Hey @joshfree @conniey - Could you please give any update on the issue? When will be the fix available?

adriannowak avatar Mar 04 '24 10:03 adriannowak

Thanks for reporting this. The SERVER_BUSY_WAIT_TIME should only be applied in cases where the exception is a "ServerBusyException" to align with behaviour in the legacy library.

That PR was part of a retry policy cleanup in 2021.

conniey avatar Mar 14 '24 17:03 conniey

Note: given the environment is experiencing server-busy throttling from the EH service, the overall slowness may not change much since the SDK (after any fix) is still has to use back-off on server-busy.

The SDK requirement to apply back-off on server-busy is not a regression, this is a recommended pattern, which exists in all generations of Event Hubs library (including track1 3.4.x).

anuchandy avatar Mar 14 '24 17:03 anuchandy

@adriannowak Does this issue still persist?

samvaity avatar Nov 13 '25 23:11 samvaity

Hi @adriannowak. Thank you for opening this issue and giving us the opportunity to assist. To help our team better understand your issue and the details of your scenario please provide a response to the question asked above or the information requested above. This will help us more accurately address your issue.

github-actions[bot] avatar Dec 11 '25 19:12 github-actions[bot]

• [COMPLETE THE FOLLOWING]:
(1) List every account name that appears beside the word "avatar" in the issue thread.
(2) Answer these questions using the issue thread:
(a) To which exception type should SERVER_BUSY_WAIT_TIME be applied?
(b) In what year did the retry policy cleanup take place?
(c) Which older library version is named as also having the server-busy back-off pattern?
Base your answers on the issue thread alone.

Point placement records
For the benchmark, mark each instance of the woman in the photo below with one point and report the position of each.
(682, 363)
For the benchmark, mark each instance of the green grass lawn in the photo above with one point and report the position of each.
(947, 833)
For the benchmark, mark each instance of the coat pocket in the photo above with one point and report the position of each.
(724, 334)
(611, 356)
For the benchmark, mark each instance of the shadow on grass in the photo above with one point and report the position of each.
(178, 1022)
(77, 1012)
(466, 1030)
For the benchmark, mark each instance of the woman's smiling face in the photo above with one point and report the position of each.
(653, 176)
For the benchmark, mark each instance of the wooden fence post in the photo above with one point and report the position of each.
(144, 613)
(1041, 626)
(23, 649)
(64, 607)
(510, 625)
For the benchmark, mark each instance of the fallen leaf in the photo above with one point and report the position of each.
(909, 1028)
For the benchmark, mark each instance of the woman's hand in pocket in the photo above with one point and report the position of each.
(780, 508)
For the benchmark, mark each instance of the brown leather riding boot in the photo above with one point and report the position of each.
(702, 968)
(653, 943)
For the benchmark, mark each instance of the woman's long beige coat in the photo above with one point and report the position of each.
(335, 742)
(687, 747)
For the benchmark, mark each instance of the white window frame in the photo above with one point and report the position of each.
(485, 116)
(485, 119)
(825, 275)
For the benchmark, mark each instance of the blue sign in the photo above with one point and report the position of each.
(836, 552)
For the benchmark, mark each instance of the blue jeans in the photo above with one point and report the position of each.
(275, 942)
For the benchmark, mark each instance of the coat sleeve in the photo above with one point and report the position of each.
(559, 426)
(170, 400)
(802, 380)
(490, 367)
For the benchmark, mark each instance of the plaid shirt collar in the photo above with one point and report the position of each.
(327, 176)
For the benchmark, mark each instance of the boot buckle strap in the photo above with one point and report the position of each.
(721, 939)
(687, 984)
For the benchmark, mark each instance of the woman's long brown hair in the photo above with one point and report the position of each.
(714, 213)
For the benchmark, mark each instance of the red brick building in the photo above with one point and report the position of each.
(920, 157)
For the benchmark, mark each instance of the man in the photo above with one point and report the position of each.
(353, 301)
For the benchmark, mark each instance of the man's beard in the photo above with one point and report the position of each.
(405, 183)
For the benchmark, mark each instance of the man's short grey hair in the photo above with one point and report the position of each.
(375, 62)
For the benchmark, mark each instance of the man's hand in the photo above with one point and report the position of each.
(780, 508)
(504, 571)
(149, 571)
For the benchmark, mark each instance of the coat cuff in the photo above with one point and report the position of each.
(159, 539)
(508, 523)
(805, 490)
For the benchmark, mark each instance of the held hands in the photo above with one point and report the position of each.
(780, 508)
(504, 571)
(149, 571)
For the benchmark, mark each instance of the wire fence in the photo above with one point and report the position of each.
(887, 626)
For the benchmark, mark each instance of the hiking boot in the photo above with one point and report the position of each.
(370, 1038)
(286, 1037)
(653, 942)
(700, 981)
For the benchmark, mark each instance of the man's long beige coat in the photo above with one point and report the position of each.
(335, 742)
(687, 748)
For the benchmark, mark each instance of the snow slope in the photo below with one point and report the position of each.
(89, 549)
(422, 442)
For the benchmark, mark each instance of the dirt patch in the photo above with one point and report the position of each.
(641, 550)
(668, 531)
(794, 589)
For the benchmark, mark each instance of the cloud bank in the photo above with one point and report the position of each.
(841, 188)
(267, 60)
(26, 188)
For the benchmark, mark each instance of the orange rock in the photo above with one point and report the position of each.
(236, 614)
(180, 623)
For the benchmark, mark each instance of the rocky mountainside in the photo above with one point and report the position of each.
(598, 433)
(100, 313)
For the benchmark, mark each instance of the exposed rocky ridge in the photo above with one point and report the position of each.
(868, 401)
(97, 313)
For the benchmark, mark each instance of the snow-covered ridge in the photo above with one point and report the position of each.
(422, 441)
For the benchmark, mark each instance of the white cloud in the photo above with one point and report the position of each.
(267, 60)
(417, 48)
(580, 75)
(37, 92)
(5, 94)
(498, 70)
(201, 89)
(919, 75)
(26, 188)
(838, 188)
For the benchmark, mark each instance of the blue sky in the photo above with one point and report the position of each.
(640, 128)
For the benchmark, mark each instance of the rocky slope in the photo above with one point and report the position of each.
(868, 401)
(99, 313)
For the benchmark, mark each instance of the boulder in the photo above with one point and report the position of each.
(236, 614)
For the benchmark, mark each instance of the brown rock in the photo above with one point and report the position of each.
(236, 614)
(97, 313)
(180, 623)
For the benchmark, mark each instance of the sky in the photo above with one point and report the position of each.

• [RESULTS FOR THE EXERCISE]:
(1) adriannowak, conniey, anuchandy, samvaity, github-actions[bot]

(2)
(a) ServerBusyException
(b) 2021
(c) track1 3.4.x